本文

民主党は一致結束して、検察による小沢民主党攻撃に立ち向かう必要があったが、民主党の一部の人間は後ろから小沢一郎氏に対して弾を撃ったのである。その悪徳民主党議員が、岡田克也、前原誠司、玄葉光一郎、枝野幸男、安住淳などのメンバーである。
◆公約破棄の消費税増税提示で民主党への信頼失墜 !
そして、政権交代を実現した民主党の存立基盤が完全に粉砕される原因になったのが、公約破棄の消費税増税方針提示だった。
この背徳の政策運営が、民主党に対する期待を絶望と怒りに変えた。
その戦犯が、渡部恒三、藤井裕久、仙谷由人、菅直人、岡田克也、野田佳彦、前原誠司、枝野幸男、安住淳、玄葉光一郎の悪徳10人衆である。民主党は、「シロアリを退治して天下り機関を排して天下りを根絶する。そこから始めなければ、消費税を上げるのはおかしい」ことを公約に掲げて、2009 年総選挙に臨んだ。
◆菅・野田首相は、財務省に屈服し、消費税増税推進 !

提示された記録
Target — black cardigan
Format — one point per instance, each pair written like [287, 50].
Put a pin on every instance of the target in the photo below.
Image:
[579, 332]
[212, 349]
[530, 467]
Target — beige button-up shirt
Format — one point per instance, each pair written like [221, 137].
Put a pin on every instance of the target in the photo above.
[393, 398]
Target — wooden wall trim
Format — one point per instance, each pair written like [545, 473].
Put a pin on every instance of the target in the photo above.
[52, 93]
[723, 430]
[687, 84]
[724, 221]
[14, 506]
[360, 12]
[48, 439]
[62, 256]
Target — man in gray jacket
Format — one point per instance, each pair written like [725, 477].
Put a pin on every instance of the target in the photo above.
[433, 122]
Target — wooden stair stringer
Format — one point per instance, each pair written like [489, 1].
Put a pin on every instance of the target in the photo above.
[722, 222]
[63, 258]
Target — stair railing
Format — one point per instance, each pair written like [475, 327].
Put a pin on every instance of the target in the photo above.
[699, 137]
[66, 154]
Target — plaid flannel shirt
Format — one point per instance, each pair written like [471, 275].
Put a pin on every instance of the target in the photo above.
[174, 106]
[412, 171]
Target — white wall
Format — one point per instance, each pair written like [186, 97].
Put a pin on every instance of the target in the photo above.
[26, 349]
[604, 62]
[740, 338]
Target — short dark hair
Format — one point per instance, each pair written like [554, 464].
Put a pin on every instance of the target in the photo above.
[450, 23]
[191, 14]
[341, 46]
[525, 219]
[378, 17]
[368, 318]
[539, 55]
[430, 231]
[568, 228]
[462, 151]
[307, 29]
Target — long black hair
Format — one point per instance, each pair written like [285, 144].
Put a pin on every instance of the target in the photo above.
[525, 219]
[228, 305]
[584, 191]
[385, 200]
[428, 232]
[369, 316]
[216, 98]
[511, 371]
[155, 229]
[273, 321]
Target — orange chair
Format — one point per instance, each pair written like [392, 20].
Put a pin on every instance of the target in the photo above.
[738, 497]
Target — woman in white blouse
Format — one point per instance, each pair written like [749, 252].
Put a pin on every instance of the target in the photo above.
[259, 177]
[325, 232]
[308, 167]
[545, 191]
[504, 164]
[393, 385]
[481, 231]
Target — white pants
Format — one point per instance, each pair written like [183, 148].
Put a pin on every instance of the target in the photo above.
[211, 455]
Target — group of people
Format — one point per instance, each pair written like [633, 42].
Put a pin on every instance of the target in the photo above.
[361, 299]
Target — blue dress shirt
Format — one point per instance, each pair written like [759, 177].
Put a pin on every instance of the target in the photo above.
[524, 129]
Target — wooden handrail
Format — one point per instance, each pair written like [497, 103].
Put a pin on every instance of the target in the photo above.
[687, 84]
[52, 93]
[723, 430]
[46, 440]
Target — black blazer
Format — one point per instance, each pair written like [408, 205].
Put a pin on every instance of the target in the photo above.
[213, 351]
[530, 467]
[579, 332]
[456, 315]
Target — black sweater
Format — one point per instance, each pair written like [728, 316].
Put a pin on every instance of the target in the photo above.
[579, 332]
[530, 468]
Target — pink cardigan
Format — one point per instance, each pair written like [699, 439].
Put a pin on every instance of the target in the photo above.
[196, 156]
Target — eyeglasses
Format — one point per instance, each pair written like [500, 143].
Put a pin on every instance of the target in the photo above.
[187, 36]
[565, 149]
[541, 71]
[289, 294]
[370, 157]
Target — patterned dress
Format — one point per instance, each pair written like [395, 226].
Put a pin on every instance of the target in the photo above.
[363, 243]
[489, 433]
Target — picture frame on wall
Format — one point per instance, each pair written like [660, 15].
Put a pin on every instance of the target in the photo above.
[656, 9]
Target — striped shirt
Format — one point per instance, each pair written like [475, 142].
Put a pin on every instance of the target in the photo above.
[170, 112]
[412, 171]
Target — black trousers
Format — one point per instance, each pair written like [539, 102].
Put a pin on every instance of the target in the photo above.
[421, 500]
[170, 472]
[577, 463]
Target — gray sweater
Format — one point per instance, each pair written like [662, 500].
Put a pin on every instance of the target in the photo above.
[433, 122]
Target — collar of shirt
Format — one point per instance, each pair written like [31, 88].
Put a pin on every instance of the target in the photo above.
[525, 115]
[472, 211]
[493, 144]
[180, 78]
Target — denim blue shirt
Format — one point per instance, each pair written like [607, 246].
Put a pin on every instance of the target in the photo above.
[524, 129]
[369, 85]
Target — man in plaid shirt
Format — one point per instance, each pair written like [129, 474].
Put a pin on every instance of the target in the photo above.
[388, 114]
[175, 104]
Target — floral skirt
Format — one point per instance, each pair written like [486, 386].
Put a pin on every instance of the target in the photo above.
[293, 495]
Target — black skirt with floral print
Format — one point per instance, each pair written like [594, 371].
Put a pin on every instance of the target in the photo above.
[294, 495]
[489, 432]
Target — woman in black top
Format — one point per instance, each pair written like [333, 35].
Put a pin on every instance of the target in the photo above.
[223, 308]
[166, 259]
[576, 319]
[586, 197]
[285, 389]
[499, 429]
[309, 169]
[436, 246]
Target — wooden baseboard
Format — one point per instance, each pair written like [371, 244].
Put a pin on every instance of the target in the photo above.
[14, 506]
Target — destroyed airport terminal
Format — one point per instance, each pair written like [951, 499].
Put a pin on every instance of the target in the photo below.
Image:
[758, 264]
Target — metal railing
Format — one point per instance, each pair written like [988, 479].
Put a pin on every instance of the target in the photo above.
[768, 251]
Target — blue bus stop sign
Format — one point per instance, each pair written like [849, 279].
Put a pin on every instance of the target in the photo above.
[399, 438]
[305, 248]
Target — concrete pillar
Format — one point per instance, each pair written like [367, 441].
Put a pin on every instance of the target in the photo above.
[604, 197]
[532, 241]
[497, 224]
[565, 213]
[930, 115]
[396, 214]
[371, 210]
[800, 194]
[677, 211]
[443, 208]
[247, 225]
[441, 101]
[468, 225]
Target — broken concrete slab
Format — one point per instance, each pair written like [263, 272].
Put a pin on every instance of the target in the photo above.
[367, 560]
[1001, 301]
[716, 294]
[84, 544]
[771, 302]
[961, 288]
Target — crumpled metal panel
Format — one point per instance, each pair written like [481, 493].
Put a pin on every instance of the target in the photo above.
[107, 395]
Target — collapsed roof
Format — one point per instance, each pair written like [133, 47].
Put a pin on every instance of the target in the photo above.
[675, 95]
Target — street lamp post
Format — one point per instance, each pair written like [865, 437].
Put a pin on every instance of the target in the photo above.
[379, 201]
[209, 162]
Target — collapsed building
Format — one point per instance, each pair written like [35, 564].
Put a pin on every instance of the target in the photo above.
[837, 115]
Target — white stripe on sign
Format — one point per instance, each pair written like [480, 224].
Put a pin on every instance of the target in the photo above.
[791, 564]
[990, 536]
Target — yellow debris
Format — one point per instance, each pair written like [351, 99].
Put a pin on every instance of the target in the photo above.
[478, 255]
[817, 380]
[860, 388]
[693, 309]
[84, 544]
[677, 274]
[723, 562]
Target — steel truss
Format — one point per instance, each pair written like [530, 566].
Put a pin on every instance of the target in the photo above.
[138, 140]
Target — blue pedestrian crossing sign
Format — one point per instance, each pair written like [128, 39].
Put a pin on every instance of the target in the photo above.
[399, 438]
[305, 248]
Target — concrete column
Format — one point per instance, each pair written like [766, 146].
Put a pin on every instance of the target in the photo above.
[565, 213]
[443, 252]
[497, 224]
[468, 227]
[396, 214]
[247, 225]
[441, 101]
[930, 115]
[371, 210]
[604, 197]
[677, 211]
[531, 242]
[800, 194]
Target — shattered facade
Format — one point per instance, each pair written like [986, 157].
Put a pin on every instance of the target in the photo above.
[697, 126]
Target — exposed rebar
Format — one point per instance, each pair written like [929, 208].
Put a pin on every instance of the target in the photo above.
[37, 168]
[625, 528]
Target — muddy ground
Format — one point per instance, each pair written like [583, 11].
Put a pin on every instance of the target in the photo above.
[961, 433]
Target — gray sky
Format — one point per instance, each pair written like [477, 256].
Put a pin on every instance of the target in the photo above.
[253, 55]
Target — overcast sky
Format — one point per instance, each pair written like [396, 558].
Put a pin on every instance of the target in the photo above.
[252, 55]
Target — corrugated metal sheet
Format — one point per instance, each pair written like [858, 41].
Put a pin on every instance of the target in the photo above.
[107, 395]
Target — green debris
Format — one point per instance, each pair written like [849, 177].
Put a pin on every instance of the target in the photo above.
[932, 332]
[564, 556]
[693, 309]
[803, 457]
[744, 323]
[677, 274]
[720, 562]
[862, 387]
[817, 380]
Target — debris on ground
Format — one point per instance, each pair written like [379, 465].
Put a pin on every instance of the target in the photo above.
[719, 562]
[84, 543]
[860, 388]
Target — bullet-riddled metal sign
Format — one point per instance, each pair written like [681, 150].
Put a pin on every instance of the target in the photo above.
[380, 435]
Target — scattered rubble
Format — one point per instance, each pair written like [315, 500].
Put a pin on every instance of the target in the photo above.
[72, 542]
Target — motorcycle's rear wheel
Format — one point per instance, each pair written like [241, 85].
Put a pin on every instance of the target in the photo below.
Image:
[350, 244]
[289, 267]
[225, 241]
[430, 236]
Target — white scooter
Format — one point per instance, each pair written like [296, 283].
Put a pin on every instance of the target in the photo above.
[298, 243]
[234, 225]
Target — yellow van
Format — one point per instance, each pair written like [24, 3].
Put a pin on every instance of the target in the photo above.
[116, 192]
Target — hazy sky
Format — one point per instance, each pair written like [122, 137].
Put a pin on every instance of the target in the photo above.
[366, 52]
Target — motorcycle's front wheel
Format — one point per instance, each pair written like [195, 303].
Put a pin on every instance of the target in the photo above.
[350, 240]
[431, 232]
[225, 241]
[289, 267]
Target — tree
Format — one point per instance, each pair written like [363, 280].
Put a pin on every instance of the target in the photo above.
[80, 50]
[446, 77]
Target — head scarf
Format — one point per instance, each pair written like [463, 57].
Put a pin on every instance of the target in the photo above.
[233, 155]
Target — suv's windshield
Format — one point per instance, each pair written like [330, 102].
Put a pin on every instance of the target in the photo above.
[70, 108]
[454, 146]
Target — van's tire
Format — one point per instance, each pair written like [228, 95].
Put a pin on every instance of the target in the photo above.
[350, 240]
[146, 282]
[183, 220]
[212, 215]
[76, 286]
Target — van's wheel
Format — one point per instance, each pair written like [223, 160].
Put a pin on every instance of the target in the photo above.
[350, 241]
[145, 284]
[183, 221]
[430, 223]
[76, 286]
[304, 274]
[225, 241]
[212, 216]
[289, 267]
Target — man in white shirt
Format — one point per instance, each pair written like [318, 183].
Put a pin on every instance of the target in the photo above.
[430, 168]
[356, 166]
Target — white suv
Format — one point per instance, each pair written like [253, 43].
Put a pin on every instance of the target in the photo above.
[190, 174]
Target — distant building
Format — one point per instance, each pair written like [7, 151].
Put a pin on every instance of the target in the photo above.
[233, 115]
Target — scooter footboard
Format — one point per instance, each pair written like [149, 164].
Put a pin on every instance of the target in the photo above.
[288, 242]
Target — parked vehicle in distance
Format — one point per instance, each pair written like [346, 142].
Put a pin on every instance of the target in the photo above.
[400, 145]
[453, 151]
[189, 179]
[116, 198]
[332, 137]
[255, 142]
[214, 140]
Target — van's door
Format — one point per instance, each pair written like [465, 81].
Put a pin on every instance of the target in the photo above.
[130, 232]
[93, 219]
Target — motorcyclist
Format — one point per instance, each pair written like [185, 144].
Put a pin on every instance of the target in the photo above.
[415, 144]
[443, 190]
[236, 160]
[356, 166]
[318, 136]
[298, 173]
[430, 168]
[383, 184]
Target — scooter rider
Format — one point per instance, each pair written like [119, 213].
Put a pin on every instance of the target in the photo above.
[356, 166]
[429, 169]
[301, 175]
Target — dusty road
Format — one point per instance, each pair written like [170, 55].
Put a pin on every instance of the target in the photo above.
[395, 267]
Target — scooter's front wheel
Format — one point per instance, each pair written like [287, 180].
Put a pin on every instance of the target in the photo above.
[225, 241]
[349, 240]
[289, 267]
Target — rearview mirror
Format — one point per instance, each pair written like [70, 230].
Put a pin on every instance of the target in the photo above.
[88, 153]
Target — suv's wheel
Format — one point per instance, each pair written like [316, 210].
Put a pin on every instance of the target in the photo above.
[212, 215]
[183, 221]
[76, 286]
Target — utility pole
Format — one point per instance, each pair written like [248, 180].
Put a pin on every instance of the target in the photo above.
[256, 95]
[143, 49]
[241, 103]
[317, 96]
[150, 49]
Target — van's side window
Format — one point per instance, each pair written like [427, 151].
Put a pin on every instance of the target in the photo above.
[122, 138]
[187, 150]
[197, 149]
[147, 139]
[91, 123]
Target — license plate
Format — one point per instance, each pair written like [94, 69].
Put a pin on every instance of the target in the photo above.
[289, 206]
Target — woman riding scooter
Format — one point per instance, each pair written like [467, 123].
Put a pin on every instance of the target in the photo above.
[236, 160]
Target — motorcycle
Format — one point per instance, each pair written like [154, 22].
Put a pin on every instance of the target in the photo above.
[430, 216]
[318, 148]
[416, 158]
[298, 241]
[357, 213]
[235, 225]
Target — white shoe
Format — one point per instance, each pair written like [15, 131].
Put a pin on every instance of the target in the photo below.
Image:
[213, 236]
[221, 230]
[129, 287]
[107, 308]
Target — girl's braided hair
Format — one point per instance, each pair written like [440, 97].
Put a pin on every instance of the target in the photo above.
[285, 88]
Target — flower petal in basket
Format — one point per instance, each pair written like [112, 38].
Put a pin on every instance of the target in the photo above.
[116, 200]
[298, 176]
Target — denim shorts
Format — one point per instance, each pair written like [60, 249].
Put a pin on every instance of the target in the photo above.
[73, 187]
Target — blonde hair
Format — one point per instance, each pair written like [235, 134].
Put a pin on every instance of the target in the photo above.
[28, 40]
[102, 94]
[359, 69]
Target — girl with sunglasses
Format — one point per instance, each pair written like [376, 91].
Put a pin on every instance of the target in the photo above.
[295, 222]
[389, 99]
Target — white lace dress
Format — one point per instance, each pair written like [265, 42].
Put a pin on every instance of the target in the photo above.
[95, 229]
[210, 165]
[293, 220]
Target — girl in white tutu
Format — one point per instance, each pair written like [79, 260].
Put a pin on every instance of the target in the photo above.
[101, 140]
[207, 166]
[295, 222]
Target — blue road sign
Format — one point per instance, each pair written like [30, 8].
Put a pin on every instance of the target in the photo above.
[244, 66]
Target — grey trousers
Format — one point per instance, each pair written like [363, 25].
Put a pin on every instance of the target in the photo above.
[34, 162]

課題
1. 本文で「その悪徳民主党議員が」で始まる文に挙げられている人名を、すべて書き出しなさい。
2. 記録のうち、「Target — girl in white tutu」を含む行から記録の最後の行までを、一字一句変えずに書き写しなさい。
本文と記録は、それぞれ別の出典から取られたものです。

解答
1. 岡田克也、前原誠司、玄葉光一郎、枝野幸男、安住淳

2.
Target — girl in white tutu
Format — one point per instance, each pair written like [79, 260].
Put a pin on every instance of the target in the photo above.
[101, 140]
[207, 166]
[295, 222]
Target — blue road sign
Format — one point per instance, each pair written like [30, 8].
Put a pin on every instance of the target in the photo above.
[244, 66]
Target — grey trousers
Format — one point per instance, each pair written like [363, 25].
Put a pin on every instance of the target in the photo above.
[34, 162]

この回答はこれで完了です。